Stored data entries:
---

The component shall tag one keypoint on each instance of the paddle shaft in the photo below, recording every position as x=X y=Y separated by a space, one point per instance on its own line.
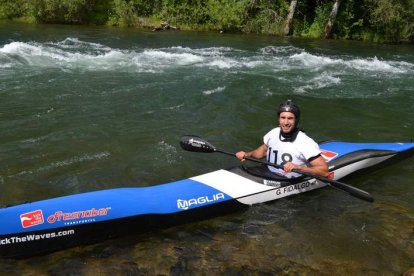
x=342 y=186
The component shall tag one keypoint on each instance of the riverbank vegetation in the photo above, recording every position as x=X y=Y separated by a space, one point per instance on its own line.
x=390 y=21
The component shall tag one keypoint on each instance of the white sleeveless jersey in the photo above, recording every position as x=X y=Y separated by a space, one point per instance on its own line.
x=297 y=152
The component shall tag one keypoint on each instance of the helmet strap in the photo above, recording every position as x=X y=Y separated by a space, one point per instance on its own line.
x=289 y=137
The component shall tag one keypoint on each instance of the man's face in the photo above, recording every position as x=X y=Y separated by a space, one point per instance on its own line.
x=287 y=121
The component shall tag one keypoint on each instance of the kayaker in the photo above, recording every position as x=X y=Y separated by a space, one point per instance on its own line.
x=288 y=146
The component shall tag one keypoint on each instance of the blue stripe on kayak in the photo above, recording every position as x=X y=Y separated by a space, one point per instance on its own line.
x=343 y=148
x=108 y=204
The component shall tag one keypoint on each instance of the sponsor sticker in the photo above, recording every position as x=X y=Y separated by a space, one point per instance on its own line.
x=32 y=218
x=328 y=155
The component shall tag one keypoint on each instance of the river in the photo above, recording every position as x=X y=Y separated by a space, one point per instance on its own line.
x=90 y=108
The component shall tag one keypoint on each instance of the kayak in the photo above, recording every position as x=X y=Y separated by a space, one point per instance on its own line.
x=53 y=224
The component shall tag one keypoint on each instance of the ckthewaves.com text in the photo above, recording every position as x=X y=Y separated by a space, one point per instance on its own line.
x=36 y=237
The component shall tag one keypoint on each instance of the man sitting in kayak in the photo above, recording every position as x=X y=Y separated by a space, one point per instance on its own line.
x=290 y=147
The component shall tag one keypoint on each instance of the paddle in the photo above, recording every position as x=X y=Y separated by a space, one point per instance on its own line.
x=198 y=144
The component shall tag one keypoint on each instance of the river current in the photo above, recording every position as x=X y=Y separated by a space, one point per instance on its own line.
x=88 y=108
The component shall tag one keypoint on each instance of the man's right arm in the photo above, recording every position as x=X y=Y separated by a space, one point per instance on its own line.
x=258 y=153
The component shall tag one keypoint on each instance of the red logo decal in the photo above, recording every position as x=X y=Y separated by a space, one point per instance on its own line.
x=328 y=155
x=32 y=218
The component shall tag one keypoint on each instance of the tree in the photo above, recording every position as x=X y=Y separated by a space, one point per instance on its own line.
x=331 y=19
x=289 y=19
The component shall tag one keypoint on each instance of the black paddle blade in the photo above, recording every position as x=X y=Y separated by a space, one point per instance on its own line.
x=195 y=143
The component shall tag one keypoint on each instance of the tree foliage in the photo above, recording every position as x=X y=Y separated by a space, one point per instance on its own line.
x=375 y=20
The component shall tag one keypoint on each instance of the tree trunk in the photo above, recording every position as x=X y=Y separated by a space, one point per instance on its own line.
x=331 y=20
x=289 y=19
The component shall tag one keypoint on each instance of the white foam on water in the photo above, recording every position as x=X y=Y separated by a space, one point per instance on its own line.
x=72 y=53
x=321 y=81
x=368 y=64
x=169 y=152
x=74 y=160
x=215 y=90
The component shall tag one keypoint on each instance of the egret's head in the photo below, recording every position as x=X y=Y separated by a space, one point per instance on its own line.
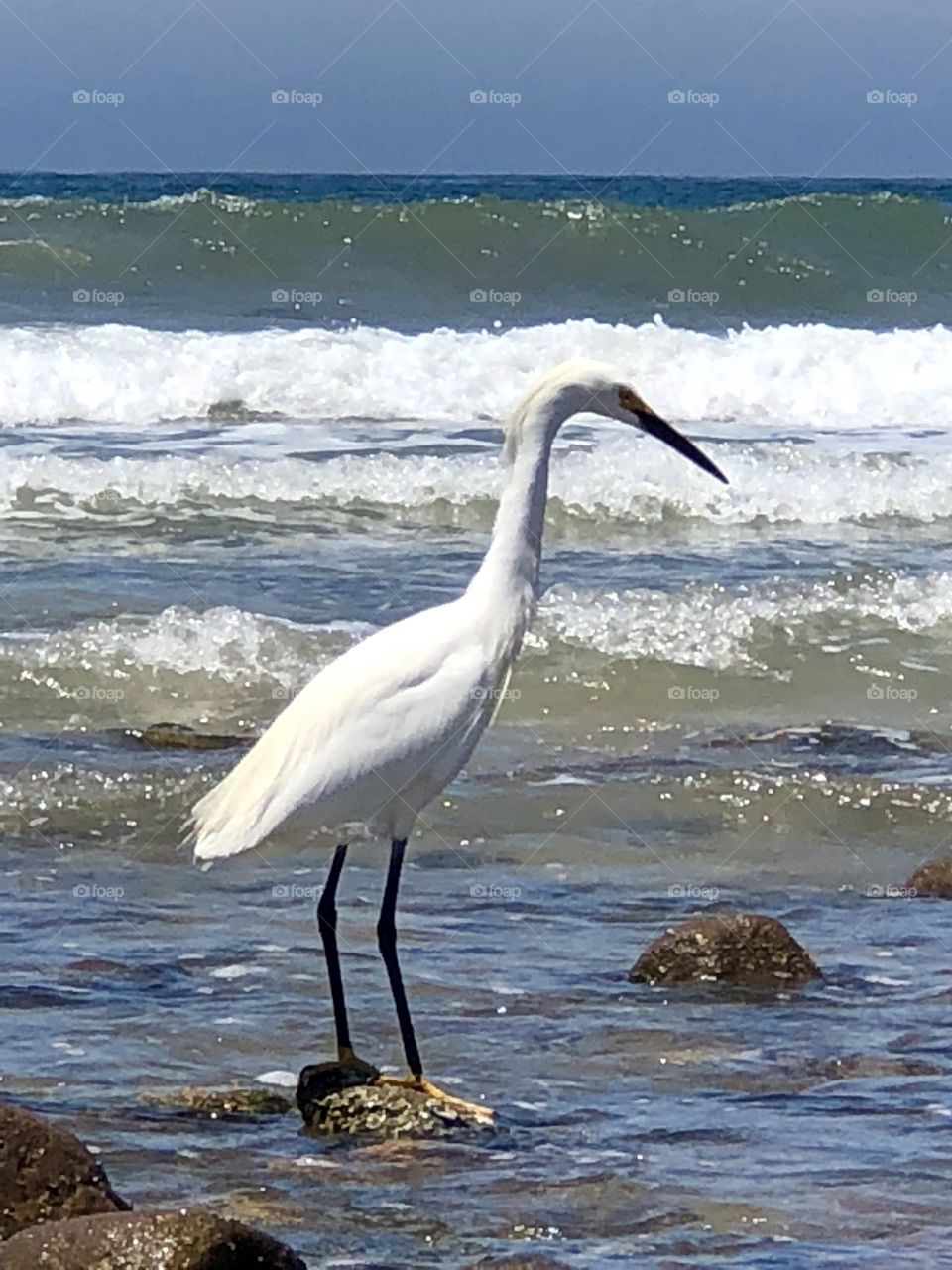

---

Without the pictures, retype each line of the records above exactly.

WRITTEN REPLY:
The component shall tag one keypoint on each instance of the paddle shaft in the photo below, recording every position as x=X y=Y separated by a space, one point per instance on its own line.
x=342 y=186
The component shall tag one keypoint on each instance of the riverbank vegetation in the photo above, recording every position as x=X y=Y separated by a space, one point per instance on its own line.
x=390 y=21
The component shall tag one keypoint on each instance of the white sleeveless jersey in the photo above, recording every position as x=X y=Y separated by a space, one point per instance on its own line.
x=297 y=152
The component shall tag one keypoint on each instance of the helmet strap in the photo above, recording every position as x=X y=Y separated by a space, one point per instance on its own line.
x=289 y=137
The component shall tag one keypoint on each instance of the man's face in the photo above, recording every position as x=X y=Y separated by a space, one point per instance on its own line.
x=287 y=121
The component shall tag one keypoint on each instance of the kayaker in the photo above, recording every position as x=X y=Y separated by a space, one point per instance on its own line.
x=288 y=146
The component shall tag one keypoint on each instance of the blue stripe on kayak in the photo above, recording every position as x=X y=Y separated by a space, one point per instance on its own line.
x=343 y=148
x=108 y=204
The component shall tag one keypoint on each instance of the sponsor sticker in the photo above, recording every position as x=X y=Y separated by a space, one point per instance on its own line.
x=32 y=218
x=328 y=155
The component shall tag one keypoint on each instance of the river in the photo above, recording every position as x=X y=Y separated by a space, one point per instance on its own line.
x=90 y=108
The component shall tag one keypoint on each instance of the kayak in the photo above, recording every position as x=X y=Y separated by a space, one point per instance on its own line.
x=53 y=224
The component shall tag one keypoint on each instance of the ckthewaves.com text in the photo above, recording every position as x=X y=Y separated by a space, one point per instance on its own line.
x=36 y=237
The component shall tag one keypoint on each instance of the man sitting in kayak in the photo above, recording every position as x=X y=Y separated by a space, one point per instance on its own line.
x=290 y=147
The component shall tag one keypoint on each instance of the paddle in the photo above, recording every position as x=X y=Y separated by a space, one point per instance on its own line.
x=198 y=144
The component shall tag one keypoint on each instance of the river current in the photo above, recording every position as x=X y=Y separated by a space, one point per instance on its own line.
x=88 y=108
The component shall tag one keypoint on each instance of the man's right arm in the photo above, recording every position as x=X y=Y separated by a space, one point per instance on its own line.
x=258 y=153
The component shall tag one keypoint on each instance of the red logo decal in the photo above, recording every position as x=X y=Y separated by a space, one point per instance on its own line.
x=328 y=155
x=32 y=218
The component shall tag one keypoint on each instance of the tree in the photo above, recording every position as x=X y=Y separated by a space, one point per instance on its own line.
x=331 y=19
x=289 y=19
The component shall tag one keypoint on each instance of the black paddle blade in the photo above, recording every position as x=X y=Y separated by a space, one point per instance on its own line.
x=195 y=143
The component shall tag one keypoint on each instance of the tree foliage in the photo above, recording every position as x=X y=Y separated by a space, one point per instance on its own line.
x=375 y=20
The component shall tag one keypoint on each instance of the tree trunk in the photo above, recording every position as x=X y=Y separated by a space, one point per instance on its own line.
x=331 y=20
x=289 y=19
The component shall tag one keypoint on each instance of the white foam on water in the photo above, recording every position as x=X y=Y separated by a space, one point per instance on its own line.
x=72 y=53
x=321 y=81
x=368 y=64
x=169 y=152
x=74 y=160
x=215 y=90
The component shall tag one keypoint on each instance of the egret's head in the photo below, recording every position as x=X y=Y separated by a space, one point per instance on its own line.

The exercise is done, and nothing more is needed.